__What is needed__. Write out the article about sugar from "The finger of" to "in marketing them.", swapping "tooth decay" for "diabetes".

__Reading text__.
——————

Sugar may be bad for your brand's health

Sugar has overtaken fat and salt as the primary consumer concern, putting food and drink brands under the spotlight as the level of public scrutiny increases, writes Sara Spary.

SugerSugar. So long has the battle against the white stuff been raging that the very mention of it is almost fatigue-inducing.

Today, in response a "background" of consumer concern, CAP announced it will launch a public consultation on non-broadcast advertising, to children, of food and soft drinks high in fat, salt or sugar in early 2016. It is the first time it will explore whether to implement specific advertising rules around these products.

The finger of blame for obesity and tooth decay is increasingly being pointed at sugar, which has been referred to as "the new tobacco", "toxic" and even "the white devil". Will this hyperbole subside, or do brands need to wake up and respond?

Sugar is undoubtedly fast becoming a dirty word. Research from consultancy Agent indicates that 68% of people now claim they take note of sugar more than any other ingredient on food and drink labels. It has replaced salt and fat as the primary ingredient of concern.

If you’re a marketer and not engaging in the debate, you should be.

That there have been instances of brands asking Marketing to remove references to the sweet credentials of their products from our coverage highlights the PR tightrope that brands are facing in marketing them.

——————

(Data entries)
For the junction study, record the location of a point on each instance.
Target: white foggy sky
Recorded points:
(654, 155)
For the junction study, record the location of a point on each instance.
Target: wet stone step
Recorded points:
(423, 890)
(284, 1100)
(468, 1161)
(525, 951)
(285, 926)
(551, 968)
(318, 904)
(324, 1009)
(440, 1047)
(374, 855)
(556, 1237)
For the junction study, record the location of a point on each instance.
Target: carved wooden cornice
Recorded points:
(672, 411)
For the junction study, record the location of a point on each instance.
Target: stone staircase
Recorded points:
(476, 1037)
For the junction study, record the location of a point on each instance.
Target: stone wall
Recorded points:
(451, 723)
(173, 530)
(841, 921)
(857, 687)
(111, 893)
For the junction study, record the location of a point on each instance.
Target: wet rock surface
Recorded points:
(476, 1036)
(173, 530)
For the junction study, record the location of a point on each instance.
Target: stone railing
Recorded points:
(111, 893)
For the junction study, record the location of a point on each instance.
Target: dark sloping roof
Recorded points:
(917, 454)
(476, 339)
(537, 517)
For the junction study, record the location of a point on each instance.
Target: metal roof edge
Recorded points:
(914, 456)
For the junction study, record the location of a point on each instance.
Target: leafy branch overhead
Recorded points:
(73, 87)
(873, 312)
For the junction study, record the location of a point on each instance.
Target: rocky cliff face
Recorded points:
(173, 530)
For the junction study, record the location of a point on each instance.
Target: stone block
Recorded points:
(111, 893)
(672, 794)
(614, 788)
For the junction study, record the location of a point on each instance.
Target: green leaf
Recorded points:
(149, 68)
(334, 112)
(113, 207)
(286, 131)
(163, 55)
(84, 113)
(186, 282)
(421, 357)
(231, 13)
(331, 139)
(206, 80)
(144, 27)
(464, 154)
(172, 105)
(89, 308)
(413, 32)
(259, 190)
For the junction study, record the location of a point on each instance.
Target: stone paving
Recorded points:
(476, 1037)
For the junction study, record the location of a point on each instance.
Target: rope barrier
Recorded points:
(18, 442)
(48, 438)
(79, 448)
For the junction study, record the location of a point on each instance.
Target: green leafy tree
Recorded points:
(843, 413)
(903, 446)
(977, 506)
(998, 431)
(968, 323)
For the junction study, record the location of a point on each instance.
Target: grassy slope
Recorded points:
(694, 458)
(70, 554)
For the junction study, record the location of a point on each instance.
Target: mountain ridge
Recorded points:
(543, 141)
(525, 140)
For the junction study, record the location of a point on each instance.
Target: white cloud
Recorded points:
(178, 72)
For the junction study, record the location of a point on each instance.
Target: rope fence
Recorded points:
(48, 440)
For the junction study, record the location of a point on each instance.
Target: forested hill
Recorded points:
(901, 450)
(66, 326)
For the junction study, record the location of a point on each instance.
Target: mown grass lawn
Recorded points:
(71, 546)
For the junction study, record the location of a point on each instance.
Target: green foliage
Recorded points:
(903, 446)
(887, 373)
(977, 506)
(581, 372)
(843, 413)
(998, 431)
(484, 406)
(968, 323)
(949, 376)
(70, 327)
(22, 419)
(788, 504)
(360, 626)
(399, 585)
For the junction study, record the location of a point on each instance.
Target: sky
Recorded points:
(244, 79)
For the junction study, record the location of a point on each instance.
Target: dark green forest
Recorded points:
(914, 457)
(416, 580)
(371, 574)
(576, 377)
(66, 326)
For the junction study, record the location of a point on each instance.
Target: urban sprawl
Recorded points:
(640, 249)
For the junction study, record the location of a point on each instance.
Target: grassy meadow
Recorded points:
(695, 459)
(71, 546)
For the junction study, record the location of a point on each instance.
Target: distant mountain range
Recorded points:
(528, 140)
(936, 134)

——————

__Answer to this problem__.
The finger of blame for obesity and diabetes is increasingly being pointed at sugar, which has been referred to as "the new tobacco", "toxic" and even "the white devil". Will this hyperbole subside, or do brands need to wake up and respond?

Sugar is undoubtedly fast becoming a dirty word. Research from consultancy Agent indicates that 68% of people now claim they take note of sugar more than any other ingredient on food and drink labels. It has replaced salt and fat as the primary ingredient of concern.

If you’re a marketer and not engaging in the debate, you should be.

That there have been instances of brands asking Marketing to remove references to the sweet credentials of their products from our coverage highlights the PR tightrope that brands are facing in marketing them.